The relevant circumstances are also to be considered, as Chesterman J went on to say, against the background of an onus upon an applicant who seeks leave under r 389 to satisfy the court that grounds exist for exercising the discretion in his favour.
- [14]Here the delays are quite lengthy but in recent years have been, principally, a consequence of a lack of attention to the file by the plaintiff’s solicitors - save in the initial period of almost three years before the proceedings were commenced, and between late 2000, and December 2002 when, as the plaintiff admits in his affidavit, he failed to give his solicitors some instructions they sought[6]. The action could have been brought to a hearing earlier but the proceedings are relatively simple, involve straight forward issues of credit, and should not involve a long trial. The fact the commencement of the action was postponed for a considerable period is a relevant factor but the statement of the first defendant which has been (probably inadvertently) disclosed suggests he did not suffer any disadvantage or prejudice because of it. The critical period of delay for the purposes of r 389(2), that is since the last step on 28 August 2001, is lengthy but the plaintiff’s solicitors have been largely responsible for it.

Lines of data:
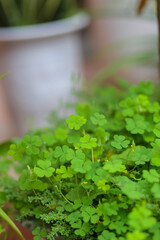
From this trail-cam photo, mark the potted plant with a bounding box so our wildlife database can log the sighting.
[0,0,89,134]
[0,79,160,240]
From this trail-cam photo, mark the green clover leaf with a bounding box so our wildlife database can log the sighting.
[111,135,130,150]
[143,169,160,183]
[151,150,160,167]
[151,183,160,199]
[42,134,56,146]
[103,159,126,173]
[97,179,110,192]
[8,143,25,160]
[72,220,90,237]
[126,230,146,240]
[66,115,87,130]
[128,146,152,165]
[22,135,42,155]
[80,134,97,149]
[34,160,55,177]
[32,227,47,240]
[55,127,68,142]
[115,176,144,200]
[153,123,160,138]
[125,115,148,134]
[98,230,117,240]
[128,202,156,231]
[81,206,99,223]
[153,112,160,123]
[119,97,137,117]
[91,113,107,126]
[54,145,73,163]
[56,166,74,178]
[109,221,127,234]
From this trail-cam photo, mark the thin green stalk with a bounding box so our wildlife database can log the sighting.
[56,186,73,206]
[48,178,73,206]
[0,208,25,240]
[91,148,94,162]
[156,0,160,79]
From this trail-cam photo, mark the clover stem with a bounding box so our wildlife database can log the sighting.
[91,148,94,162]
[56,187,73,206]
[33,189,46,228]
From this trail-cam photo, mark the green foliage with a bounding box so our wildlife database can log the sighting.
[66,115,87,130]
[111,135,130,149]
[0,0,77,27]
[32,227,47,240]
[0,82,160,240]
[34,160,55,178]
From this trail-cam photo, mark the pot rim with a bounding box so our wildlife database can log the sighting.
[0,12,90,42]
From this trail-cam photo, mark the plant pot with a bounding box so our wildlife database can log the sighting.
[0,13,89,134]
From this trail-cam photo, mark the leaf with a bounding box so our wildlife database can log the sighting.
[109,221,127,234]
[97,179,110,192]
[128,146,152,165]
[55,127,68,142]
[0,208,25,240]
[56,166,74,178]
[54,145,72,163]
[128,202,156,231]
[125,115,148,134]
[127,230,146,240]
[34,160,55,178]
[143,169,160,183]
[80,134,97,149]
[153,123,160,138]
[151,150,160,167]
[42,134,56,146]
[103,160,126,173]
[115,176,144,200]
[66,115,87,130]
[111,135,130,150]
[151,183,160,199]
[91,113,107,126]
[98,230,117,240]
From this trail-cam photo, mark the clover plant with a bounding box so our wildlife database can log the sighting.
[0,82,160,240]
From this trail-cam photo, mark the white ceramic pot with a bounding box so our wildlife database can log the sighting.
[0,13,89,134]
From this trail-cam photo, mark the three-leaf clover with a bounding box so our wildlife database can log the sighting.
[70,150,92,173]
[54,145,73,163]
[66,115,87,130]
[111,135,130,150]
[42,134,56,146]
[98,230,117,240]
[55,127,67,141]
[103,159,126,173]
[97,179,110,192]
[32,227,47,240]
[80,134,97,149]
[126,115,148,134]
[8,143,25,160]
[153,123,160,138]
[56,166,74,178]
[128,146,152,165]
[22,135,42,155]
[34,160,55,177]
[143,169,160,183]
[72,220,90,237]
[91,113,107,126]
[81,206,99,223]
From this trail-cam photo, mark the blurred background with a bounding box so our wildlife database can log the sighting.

» SET OF TASKS
[1] In the court excerpt, on what date was the last step taken in the proceedings?
[2] Continue the court excerpt from its last sentence.
The data has no connection to the court excerpt.

» FINAL ANSWERS
[1] 28 August 2001

[2]
- [15]The only other ground of specific prejudice relied upon by the defendants – the alleged inability to locate Mr Wan – is surprising, and suggests a want of any real effort to locate him.
- [16]The plaintiff appears to have some prospects of success although that is, of course, only a matter of conjecture at this stage. The limited evidence available indicates the possibility he might establish the representations were made, and not by Mr Wan. The litigation would not be extinguished by dismissal, at least the action in fraud. Despite the delays, the action has progressed. The delay, while unsatisfactory, has been explained and, since 2002, is the fault of the plaintiff’s solicitors rather than him.
- [17]This analysis shows the majority of the factors relevant to the discretion, as it arises in this case, fall in the plaintiff’s favour or do not tell strongly against him. Of course, the exercise is not a mathematical one but what might be called the ‘general’ elements are at worst neutral, or not badly adverse to him and the major issue – whether any specific prejudice arises – has, for the reasons set out earlier, been largely extinguished. Where that is so, and delay in the proceedings is in large measure attributable to his lawyers, the discretion should be exercised in his favour.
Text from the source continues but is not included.